### Obiettivo 1
Quali emozioni esistenziali Munch fa percepire secondo il brano su Munch riportato più sotto? Elencale tutte.
=== Estratto del testo ===
Attraverso il suo microcosmo filtra e interpreta la sua epoca.
A partire dalla fine dell’Ottocento, infatti, la cultura europea attraversa profondi sconvolgimenti; si avverte quell’agitazione sociale in cui le norme culturali, i paradigmi scientifici e le ideologie politiche vengono messe in discussione e sono in costante mutamento.
Precoce nel cogliere alcuni aspetti della vita e di sé stesso, Munch, si esprime facendo percepire, oltre che vedere, emozioni esistenziali come la sofferenza, l’angoscia, ma anche l’amore e la rinascita. Per questo forse, la sua pittura trova affinità elettiva, nell’immaginario teatrale nordico di Ibsen e Strindberg.
Artista prolifico, Edvard Munch si esprime liberamente sperimentando fino a individuare un linguaggio proprio.
===
### Obiettivo 2
Modifica le righe dell'elenco dalla riga che contiene "is dog's front" fino alla riga che contiene "[253,332,403,422]" compresa, sostituendo "front leg" con "hind leg" e lasciando invariato tutto il resto.
=== Dati in ingresso ===
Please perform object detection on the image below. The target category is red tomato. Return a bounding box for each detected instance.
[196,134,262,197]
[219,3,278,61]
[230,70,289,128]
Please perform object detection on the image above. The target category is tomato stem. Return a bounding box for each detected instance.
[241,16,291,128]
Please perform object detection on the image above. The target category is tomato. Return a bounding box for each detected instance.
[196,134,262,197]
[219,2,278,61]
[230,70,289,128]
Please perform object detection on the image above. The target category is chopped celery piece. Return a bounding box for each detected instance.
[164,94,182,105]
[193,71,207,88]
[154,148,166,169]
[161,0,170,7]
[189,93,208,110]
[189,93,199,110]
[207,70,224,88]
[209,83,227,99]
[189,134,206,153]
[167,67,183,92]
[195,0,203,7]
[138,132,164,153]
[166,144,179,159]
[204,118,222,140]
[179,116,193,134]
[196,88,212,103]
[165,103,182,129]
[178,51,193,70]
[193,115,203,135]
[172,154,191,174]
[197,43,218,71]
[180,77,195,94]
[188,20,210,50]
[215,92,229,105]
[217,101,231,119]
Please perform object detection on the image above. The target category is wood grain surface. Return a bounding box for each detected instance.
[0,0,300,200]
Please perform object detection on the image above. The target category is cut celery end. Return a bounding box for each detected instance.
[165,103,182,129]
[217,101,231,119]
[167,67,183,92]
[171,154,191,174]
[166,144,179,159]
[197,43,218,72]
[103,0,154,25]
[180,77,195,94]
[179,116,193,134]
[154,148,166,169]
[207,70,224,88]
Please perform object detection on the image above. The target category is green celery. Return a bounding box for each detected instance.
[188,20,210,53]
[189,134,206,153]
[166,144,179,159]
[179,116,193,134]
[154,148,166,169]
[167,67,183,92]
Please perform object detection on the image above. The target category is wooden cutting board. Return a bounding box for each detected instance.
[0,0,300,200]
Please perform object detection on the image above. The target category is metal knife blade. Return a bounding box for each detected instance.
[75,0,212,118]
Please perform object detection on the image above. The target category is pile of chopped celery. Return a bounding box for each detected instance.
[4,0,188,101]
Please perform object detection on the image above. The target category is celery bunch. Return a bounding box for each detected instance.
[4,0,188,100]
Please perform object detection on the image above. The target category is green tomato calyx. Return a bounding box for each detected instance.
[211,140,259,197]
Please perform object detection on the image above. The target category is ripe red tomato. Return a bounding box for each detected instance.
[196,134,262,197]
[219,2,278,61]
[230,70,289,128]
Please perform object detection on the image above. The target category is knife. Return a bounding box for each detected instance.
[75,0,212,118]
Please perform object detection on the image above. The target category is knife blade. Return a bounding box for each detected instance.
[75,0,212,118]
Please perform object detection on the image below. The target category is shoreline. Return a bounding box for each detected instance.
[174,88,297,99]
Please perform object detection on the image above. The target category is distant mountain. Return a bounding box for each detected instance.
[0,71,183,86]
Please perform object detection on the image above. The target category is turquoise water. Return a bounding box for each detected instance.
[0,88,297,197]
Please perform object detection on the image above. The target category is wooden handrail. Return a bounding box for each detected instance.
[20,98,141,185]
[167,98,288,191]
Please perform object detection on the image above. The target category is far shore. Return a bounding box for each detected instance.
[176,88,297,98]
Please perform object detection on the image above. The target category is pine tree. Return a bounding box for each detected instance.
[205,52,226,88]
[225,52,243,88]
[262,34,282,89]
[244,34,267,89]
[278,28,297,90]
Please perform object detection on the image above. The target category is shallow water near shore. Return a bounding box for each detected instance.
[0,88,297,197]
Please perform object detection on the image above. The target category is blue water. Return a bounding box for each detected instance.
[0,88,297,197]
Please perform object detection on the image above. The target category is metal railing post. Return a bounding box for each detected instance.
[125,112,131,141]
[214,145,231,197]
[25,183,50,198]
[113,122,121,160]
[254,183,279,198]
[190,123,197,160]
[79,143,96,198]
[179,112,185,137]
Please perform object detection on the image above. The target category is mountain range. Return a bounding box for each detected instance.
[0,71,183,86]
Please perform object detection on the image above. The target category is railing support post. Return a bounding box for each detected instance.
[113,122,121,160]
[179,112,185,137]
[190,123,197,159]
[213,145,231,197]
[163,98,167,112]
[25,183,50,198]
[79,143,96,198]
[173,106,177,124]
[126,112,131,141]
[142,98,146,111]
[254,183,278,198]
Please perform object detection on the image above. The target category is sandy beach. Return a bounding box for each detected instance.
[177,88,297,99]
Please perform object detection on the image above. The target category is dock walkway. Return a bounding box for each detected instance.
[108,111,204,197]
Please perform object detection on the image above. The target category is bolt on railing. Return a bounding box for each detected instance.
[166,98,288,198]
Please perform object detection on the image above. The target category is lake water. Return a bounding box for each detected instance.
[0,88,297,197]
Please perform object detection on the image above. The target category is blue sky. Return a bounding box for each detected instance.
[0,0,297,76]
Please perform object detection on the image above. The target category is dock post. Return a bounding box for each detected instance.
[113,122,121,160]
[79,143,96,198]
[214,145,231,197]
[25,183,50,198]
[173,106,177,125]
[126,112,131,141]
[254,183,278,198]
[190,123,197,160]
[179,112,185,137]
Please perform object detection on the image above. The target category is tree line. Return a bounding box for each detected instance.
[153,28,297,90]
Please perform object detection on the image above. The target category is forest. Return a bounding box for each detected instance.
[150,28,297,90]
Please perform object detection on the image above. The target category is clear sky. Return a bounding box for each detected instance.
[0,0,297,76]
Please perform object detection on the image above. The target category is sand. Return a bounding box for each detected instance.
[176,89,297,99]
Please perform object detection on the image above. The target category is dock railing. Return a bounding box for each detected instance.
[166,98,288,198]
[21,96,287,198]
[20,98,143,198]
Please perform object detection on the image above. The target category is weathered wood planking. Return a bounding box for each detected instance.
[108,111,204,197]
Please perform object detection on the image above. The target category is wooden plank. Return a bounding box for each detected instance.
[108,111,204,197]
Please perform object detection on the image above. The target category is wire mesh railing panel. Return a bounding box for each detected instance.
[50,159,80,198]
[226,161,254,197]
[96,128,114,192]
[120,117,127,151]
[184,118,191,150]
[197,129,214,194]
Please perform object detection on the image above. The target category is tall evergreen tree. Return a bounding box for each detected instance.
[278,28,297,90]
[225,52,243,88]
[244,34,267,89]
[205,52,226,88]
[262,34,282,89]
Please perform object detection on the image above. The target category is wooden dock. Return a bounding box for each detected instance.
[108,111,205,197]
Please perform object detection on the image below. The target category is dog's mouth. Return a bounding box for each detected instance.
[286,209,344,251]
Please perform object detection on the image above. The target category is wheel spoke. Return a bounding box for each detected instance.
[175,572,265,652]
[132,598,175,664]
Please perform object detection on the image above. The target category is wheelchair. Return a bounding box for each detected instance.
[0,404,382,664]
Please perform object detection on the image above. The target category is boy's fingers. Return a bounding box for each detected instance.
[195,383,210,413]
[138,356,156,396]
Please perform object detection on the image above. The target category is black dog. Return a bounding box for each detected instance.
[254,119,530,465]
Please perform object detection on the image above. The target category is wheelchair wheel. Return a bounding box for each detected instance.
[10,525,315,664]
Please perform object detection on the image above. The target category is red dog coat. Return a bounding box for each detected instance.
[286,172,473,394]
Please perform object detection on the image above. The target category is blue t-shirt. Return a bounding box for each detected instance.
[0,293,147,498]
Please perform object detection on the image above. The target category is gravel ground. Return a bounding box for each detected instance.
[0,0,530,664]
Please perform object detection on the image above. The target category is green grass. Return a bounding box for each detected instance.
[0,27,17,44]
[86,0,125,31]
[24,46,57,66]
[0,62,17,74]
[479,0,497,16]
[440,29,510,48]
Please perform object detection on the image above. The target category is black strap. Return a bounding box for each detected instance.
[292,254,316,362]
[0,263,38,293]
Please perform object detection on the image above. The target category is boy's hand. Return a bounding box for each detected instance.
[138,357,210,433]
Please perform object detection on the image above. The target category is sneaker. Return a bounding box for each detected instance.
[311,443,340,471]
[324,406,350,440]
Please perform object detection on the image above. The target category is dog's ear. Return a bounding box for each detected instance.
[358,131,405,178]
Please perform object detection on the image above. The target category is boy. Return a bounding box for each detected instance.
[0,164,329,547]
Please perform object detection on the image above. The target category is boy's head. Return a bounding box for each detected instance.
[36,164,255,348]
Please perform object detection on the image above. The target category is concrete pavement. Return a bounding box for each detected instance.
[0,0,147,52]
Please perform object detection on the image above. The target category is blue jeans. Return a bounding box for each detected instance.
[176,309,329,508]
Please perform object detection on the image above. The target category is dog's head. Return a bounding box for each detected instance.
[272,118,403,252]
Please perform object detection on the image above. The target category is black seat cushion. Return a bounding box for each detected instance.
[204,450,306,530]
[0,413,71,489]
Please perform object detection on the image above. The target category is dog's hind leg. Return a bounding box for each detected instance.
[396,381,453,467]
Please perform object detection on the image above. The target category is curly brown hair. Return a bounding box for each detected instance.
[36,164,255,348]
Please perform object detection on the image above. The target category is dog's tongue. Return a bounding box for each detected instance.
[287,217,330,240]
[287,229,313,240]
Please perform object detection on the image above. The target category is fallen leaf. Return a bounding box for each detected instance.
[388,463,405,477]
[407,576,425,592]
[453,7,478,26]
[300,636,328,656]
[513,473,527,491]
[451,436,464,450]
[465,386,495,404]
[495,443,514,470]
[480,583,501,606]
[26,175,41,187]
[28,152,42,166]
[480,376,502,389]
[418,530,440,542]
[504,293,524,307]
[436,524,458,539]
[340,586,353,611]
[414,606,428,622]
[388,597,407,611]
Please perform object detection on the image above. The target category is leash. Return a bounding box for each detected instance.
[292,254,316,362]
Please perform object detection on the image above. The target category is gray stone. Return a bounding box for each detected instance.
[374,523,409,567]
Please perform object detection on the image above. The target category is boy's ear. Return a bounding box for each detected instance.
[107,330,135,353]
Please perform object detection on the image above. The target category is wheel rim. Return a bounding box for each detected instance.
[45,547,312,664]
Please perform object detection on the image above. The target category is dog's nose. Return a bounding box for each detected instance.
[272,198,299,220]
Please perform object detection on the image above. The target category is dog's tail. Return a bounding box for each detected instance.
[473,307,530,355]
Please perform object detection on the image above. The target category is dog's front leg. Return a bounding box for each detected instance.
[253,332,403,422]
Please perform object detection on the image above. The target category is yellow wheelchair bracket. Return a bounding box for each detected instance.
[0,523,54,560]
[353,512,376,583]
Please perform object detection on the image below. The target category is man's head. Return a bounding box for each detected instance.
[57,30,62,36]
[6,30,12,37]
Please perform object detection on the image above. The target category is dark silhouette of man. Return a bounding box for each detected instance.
===
### Risposta finale 1
La sofferenza, l'angoscia, l'amore e la rinascita.

### Risposta finale 2
Please perform object detection on the image above. The target category is dog's hind leg. Return a bounding box for each detected instance.
[253,332,403,422]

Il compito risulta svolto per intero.